### Instruções do exercício
Atualize o trecho do excerto de "Que os cristãos" a "não fosse anunciado.", substituindo "Ásia Menor" por "Anatólia".

### Excerto
┄┄┄┄┄┄

Que os cristãos do Ocidente conheçam e estimem cada vez mais a espiritualidade e as tradições litúrgicas das Igrejas do Oriente.

1. No primeiro século da sua história, o Cristianismo desenvolveu-se, sobretudo, na metade oriental da bacia do Mediterrâneo. As primeiras comunidades surgiram na Palestina (Jerusalém, Cesareia…), daqui passaram à Síria (Damasco, Antioquia…) e, de seguida, sobretudo por obra de S. Paulo e seus companheiros, por toda a Ásia Menor (actual Turquia – Éfeso, Galácia…). O continente europeu veio a seguir, com as viagens de S. Paulo à Macedónia (Filipos e Tessalónica) e à Grécia (Atenas e sobretudo Corinto). Entretanto, outros missionários faziam chegar o Evangelho a Roma, ao Norte de África e ao Egipto. De Roma, saíram missionários para toda a Europa ocidental, de modo que, pelo séc. VI, quase não havia região da Europa onde o nome de Cristo não fosse anunciado.

2. A permanência da estrutura imperial no Oriente, com a capital em Constantinopla, e o fim do império romano no Ocidente, introduziu um factor de divisão política na unidade imperial de outrora. Esta divisão, aliada à diversidade cultural presente desde o início na vida das comunidades cristãs, conduziu a um progressivo afastamento entre as Igrejas do Oriente e do Ocidente mediterrânicos – a disciplina eclesiástica e os costumes comunitários, incluindo o modo de celebrar os sacramentos, foram-se tornando cada vez mais particularizados, embora permanecesse comum o essencial da fé. Com o passar dos séculos, porém, esta diversidade tornou-se desconhecimento, à medida que o intercâmbio de pessoas e dons entre as Igrejas do Oriente e do Ocidente ia sendo cada vez mais raro – em parte, por causa do islamismo, que, a partir do séc. VII, se tornou a força política e religiosa dominante no Mediterrâneo oriental e tornou muito difícil a circulação de cristãos nessa região; em parte, por causa dos diferendos surgidos em torno das relações de autoridade entre o Papa de Roma e as Igrejas do Oriente, cada vez menos predispostas a aceitarem uma autoridade que lhes aparecia longínqua e estranha; e, em parte, devido a diferendos doutrinais que se revelaram impossíveis de ultrapassar… Tudo isto levaria à ruptura da comunhão, pelo século XI. Com o passar dos séculos, algumas comunidades cristãs do Oriente foram retomando a sua união com Roma, embora mantendo a legítima diversidade de costumes; mas em geral a divisão manteve-se, a ignorância mútua aprofundou-se e, por vezes, chegou a ser motivo de ódio e violência, em particular ao tempo das cruzadas. As sequelas de todo este acumular de incompreensões mútuas ainda se fazem sentir e continuam a tornar muito difícil o ecumenismo e a desejada unidade entre as Igrejas cristãs da ortodoxia e aquelas fiéis à autoridade de Roma.

┄┄┄┄┄┄

### Linhas fornecidas
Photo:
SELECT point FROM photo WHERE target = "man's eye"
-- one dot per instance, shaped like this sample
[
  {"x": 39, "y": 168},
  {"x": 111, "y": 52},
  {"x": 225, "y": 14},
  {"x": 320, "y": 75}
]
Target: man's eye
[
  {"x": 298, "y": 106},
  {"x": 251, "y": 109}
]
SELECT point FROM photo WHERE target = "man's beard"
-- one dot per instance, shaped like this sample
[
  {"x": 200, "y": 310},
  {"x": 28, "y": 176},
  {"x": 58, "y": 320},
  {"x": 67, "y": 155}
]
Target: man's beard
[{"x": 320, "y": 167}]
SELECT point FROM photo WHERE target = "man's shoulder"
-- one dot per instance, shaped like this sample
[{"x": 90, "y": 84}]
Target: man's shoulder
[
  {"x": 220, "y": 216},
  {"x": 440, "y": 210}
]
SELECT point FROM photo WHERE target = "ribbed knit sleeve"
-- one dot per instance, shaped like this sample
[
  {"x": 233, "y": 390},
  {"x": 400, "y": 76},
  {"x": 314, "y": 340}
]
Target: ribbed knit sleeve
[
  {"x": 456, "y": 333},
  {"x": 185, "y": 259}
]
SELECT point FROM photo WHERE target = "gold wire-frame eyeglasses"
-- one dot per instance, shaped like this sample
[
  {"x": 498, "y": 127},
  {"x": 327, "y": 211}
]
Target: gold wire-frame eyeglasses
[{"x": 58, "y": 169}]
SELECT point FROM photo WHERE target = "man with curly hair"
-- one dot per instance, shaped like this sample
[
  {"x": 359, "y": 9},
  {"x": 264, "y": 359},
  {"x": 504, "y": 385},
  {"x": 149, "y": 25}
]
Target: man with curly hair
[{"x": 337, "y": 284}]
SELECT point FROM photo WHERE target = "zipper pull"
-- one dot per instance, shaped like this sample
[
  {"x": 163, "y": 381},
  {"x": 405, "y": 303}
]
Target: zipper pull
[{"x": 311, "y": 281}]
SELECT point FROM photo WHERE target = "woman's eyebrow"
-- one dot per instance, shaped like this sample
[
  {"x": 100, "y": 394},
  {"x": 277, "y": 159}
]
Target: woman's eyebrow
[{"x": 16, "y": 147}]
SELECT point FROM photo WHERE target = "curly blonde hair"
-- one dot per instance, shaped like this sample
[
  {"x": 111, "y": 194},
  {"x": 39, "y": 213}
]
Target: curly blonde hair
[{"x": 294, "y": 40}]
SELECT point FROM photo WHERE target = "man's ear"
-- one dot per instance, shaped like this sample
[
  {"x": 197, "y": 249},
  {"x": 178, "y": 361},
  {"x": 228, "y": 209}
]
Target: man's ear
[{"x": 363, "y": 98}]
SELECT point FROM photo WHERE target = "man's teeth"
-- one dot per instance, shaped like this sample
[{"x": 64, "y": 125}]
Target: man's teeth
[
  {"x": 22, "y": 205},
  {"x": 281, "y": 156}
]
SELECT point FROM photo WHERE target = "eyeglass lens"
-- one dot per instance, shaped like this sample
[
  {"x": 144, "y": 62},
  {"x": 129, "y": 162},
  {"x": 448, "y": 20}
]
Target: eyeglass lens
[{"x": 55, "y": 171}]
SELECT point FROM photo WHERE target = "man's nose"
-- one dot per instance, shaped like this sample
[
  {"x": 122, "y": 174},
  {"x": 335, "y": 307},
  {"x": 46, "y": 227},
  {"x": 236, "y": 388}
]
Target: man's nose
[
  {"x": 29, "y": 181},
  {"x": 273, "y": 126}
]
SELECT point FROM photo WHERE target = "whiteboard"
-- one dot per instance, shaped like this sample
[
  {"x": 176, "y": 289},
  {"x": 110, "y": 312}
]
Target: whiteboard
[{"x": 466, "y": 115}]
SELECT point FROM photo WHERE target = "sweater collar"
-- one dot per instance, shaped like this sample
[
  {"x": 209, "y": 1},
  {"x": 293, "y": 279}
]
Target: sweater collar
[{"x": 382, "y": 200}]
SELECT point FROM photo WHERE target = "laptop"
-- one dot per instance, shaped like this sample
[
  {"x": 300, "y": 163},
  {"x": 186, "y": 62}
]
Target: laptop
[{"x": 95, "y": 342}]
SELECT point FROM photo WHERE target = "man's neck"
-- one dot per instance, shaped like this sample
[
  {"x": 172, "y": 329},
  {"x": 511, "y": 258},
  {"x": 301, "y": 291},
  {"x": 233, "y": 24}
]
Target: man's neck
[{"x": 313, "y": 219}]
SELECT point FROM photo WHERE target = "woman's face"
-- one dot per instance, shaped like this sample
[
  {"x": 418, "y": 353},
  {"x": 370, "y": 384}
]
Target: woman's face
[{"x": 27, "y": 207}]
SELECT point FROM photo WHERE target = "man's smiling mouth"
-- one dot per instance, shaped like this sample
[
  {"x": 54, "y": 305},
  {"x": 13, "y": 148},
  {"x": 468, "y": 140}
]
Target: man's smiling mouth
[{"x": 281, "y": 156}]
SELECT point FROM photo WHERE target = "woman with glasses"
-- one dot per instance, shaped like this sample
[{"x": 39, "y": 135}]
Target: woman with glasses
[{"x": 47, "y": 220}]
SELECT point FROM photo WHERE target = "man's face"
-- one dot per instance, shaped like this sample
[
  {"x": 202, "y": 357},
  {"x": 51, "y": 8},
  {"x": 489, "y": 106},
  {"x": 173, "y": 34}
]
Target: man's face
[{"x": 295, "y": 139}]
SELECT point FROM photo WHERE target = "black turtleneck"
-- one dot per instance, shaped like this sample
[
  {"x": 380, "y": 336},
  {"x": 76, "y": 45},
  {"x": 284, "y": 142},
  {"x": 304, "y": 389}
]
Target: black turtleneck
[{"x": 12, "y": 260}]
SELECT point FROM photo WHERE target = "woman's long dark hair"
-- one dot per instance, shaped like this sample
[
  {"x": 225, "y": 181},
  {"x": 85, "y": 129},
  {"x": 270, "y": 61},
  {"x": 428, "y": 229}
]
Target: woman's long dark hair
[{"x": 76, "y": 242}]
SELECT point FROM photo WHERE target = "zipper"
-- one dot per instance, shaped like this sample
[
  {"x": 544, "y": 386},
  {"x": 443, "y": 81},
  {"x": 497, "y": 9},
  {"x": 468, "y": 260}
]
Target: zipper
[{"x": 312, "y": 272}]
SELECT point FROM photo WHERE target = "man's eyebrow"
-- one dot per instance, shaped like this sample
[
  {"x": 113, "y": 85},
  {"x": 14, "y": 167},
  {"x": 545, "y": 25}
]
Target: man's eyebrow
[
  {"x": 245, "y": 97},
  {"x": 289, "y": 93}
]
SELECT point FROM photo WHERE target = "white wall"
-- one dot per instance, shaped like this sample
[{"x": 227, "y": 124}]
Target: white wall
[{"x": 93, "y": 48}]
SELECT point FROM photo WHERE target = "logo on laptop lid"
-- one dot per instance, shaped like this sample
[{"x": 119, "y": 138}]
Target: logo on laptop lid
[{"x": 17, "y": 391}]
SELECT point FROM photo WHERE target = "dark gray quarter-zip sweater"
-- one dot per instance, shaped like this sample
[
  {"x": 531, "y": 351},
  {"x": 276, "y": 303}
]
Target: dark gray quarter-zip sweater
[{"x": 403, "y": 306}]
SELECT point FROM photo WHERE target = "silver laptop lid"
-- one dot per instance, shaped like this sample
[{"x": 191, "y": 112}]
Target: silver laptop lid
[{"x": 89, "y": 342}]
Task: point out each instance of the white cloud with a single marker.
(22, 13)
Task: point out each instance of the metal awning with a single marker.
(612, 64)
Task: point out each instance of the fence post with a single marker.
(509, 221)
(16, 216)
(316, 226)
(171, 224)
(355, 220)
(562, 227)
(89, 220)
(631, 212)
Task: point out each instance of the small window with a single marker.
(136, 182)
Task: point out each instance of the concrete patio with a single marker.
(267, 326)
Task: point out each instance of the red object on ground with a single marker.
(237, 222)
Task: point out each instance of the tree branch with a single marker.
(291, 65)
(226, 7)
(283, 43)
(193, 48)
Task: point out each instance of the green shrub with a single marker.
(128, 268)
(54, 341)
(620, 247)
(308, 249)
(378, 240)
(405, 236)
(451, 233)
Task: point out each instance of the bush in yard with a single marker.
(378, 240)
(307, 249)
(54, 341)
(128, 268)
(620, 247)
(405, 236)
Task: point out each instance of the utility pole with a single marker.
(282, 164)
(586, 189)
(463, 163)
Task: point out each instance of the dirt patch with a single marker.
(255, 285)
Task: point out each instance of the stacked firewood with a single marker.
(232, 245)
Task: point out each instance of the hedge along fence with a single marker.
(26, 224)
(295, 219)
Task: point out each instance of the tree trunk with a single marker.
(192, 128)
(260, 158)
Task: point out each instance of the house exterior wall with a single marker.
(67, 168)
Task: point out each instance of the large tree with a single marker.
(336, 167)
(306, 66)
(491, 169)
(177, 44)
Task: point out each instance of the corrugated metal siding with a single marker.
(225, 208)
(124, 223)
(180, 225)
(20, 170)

┄┄┄┄┄┄

### Resultado
Que os cristãos do Ocidente conheçam e estimem cada vez mais a espiritualidade e as tradições litúrgicas das Igrejas do Oriente.

1. No primeiro século da sua história, o Cristianismo desenvolveu-se, sobretudo, na metade oriental da bacia do Mediterrâneo. As primeiras comunidades surgiram na Palestina (Jerusalém, Cesareia…), daqui passaram à Síria (Damasco, Antioquia…) e, de seguida, sobretudo por obra de S. Paulo e seus companheiros, por toda a Anatólia (actual Turquia – Éfeso, Galácia…). O continente europeu veio a seguir, com as viagens de S. Paulo à Macedónia (Filipos e Tessalónica) e à Grécia (Atenas e sobretudo Corinto). Entretanto, outros missionários faziam chegar o Evangelho a Roma, ao Norte de África e ao Egipto. De Roma, saíram missionários para toda a Europa ocidental, de modo que, pelo séc. VI, quase não havia região da Europa onde o nome de Cristo não fosse anunciado.